╭─ GIVEN DATA

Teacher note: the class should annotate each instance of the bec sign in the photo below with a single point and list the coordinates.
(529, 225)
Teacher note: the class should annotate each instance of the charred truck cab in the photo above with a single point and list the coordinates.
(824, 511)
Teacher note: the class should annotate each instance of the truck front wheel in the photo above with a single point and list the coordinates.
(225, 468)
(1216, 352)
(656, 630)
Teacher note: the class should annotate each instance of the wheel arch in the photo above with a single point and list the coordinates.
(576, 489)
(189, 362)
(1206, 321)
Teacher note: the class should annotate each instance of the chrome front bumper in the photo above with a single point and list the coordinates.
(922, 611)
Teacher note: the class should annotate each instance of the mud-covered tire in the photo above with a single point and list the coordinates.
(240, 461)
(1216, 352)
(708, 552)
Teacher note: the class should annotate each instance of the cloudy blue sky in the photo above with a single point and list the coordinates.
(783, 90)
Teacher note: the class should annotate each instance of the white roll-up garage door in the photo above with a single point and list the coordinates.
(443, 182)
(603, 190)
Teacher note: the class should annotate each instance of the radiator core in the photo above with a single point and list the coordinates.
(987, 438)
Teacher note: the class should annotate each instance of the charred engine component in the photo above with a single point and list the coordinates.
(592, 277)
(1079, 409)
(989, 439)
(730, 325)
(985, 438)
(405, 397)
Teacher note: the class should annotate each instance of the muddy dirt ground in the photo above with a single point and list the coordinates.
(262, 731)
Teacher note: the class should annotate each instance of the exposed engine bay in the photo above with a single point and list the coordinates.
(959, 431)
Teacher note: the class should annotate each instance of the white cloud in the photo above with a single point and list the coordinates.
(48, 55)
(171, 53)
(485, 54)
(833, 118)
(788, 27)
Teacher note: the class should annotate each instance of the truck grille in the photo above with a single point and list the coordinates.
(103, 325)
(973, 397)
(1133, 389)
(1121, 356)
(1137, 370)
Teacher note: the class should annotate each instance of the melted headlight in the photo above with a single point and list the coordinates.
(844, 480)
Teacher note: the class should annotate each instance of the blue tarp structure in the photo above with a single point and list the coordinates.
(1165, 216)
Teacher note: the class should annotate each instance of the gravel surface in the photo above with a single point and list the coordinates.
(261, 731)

╰─

▶ [GIVEN PROBLEM]
Convert every line of the data items above into a JSON list of strings, one string per line, with blank lines omitted.

▶ [COMPLETE RESPONSE]
[
  "Teacher note: the class should annotate each instance of the bec sign in the photo below with a single point and list the coordinates.",
  "(529, 225)",
  "Teacher note: the class should annotate each instance of the charred truck cab in the photo above with a single point and list the coordinates.",
  "(824, 511)",
  "Teacher note: the class should annotate each instance of the truck front wheel in the photo above with a single point and list the coordinates.",
  "(225, 468)",
  "(1216, 352)",
  "(656, 630)",
  "Teacher note: the class should annotate each instance of the wheel arch in the photo above with a single point and list the coordinates.",
  "(576, 489)",
  "(189, 362)",
  "(1206, 321)",
  "Teacher note: the class should annotate each instance of the chrome front bumper in the photo above with a single point and list the coordinates.",
  "(922, 611)",
  "Teacher note: the class should annotate each instance of the mud-covered tire in the photo above with a single point and list the coordinates.",
  "(240, 461)",
  "(1216, 352)",
  "(708, 552)",
  "Teacher note: the class should annotate each instance of the cloudy blue sky in the photo above with a single point and list the coordinates.",
  "(783, 90)",
  "Teacher note: the class should annotate each instance of the white roll-up garage door in the photo above with a single point and list the coordinates.",
  "(443, 182)",
  "(603, 190)",
  "Teacher note: the class should annotate each instance of the radiator core in the photo above with a single point and list the coordinates.",
  "(987, 438)",
  "Teacher note: the class should annotate each instance of the charred engine component in the photo above with a single point and list the coordinates.",
  "(592, 277)",
  "(1079, 409)",
  "(989, 439)",
  "(730, 325)",
  "(985, 438)",
  "(405, 397)",
  "Teacher note: the class should annotate each instance of the muddy dirt ground in the photo above with a single point and list the coordinates.",
  "(262, 731)",
  "Teacher note: the class should annotate each instance of the exposed engine bay in the photo above with a single point and list the coordinates.",
  "(959, 431)",
  "Teacher note: the class should annotate each instance of the white cloud in the photo above with a single point and list the coordinates.",
  "(48, 55)",
  "(171, 53)",
  "(485, 54)",
  "(833, 118)",
  "(788, 27)",
  "Teacher note: the class should annotate each instance of the truck grille in the photo above with a single point and list the coordinates.",
  "(103, 325)",
  "(973, 397)",
  "(1133, 389)",
  "(1121, 356)",
  "(1137, 370)",
  "Teacher note: the class should annotate each instance of the melted headlight in the photo above with a single point and list the coordinates.",
  "(844, 480)",
  "Teacher note: the class should annotate each instance of the blue tarp structure in the photo above with a single point and list the coordinates.",
  "(1165, 216)",
  "Teacher note: the class should annotate each instance of the gravel surface in the photo above with a single point and list the coordinates.",
  "(261, 731)"
]